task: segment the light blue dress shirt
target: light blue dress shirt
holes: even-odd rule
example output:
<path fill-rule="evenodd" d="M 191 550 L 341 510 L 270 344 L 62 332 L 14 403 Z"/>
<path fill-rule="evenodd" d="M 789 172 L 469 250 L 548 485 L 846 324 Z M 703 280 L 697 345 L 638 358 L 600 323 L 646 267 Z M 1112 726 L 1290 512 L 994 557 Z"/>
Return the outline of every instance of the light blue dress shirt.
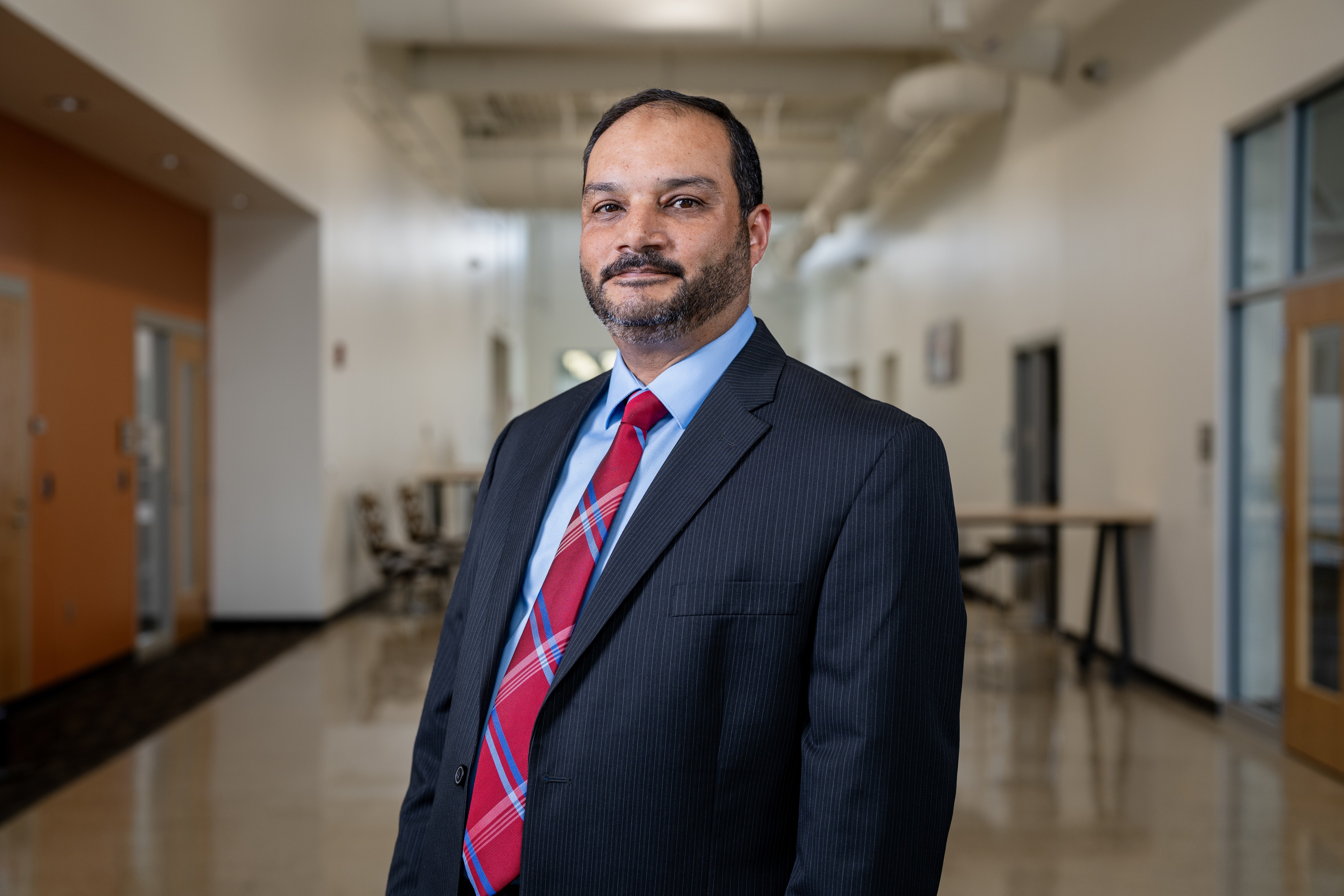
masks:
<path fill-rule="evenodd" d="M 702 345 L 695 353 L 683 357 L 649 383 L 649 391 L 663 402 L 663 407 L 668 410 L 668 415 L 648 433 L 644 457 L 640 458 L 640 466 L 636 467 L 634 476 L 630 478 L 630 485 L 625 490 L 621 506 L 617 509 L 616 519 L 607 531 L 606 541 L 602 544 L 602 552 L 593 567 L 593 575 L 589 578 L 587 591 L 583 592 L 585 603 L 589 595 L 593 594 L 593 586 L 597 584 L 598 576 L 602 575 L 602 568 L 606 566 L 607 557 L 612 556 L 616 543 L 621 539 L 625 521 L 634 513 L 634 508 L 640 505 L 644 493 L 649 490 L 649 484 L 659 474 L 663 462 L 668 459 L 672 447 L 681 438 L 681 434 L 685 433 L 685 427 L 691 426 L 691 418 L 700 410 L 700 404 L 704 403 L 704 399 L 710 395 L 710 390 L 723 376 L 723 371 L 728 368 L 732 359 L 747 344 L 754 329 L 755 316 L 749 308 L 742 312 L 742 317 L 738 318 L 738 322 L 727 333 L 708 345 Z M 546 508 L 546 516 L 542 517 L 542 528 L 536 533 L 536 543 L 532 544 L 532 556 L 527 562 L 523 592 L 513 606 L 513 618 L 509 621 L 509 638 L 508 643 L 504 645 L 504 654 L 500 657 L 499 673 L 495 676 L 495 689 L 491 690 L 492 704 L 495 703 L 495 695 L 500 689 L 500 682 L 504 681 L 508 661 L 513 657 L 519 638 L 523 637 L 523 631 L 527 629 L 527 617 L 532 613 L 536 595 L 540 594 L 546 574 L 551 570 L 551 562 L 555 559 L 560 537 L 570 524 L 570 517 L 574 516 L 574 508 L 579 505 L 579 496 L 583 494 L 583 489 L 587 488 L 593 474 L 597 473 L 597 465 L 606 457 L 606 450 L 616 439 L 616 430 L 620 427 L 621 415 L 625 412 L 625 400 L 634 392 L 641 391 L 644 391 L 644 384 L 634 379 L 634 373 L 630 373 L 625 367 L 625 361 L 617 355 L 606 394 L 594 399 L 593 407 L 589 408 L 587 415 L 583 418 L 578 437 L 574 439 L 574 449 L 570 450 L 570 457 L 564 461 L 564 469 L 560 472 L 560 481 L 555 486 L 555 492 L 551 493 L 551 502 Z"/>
__________________________________________________
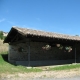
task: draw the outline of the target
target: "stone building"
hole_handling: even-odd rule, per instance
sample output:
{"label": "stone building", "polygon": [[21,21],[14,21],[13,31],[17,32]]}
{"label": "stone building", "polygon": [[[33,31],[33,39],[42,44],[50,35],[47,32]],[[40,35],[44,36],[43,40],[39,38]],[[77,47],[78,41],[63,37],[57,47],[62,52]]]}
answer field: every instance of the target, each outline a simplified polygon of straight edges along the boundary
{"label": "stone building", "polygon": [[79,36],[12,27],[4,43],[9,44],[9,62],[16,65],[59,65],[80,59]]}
__________________________________________________
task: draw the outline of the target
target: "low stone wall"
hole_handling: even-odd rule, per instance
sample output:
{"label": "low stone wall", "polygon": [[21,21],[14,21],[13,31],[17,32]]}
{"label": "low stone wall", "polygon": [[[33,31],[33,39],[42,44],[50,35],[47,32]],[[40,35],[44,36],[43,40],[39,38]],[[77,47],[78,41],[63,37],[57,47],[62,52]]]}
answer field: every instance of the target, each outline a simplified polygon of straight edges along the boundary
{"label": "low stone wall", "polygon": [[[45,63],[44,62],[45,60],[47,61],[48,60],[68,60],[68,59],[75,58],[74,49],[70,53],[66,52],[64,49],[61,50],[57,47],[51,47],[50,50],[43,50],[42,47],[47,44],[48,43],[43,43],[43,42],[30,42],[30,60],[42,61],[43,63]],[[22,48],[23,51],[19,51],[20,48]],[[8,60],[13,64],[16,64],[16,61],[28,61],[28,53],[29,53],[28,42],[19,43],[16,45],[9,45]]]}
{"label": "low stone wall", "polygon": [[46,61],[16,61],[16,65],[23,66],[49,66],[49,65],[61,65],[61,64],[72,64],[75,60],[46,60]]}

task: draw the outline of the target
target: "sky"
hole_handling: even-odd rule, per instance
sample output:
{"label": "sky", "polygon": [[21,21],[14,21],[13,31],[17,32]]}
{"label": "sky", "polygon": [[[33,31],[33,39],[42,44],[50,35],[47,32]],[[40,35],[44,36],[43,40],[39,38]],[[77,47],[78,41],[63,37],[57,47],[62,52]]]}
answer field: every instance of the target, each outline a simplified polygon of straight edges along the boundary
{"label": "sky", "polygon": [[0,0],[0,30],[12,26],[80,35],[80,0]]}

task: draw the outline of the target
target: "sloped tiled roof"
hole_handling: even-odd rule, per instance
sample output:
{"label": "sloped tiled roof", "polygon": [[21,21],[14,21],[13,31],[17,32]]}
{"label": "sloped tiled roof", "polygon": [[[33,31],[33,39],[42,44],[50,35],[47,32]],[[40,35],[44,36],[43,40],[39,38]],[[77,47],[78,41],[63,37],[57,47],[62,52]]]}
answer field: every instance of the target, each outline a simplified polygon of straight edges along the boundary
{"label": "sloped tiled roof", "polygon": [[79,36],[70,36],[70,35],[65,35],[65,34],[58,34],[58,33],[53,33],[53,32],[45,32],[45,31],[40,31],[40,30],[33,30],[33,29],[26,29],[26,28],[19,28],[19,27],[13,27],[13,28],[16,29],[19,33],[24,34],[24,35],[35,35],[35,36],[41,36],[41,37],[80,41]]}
__________________________________________________
* [Problem statement] Print the lines from the one containing "task: segment the light blue dress shirt" through the one containing "789 172 L 469" exactly, and output nothing else.

* [Solution for this exercise]
task: segment the light blue dress shirt
target: light blue dress shirt
holes: even-odd rule
example output:
<path fill-rule="evenodd" d="M 191 550 L 341 510 L 270 344 L 62 332 L 14 403 Z"/>
<path fill-rule="evenodd" d="M 789 172 L 469 250 L 548 485 L 846 324 Z M 703 280 L 697 345 L 638 358 L 600 323 L 646 267 Z M 1112 726 L 1290 512 L 994 557 Z"/>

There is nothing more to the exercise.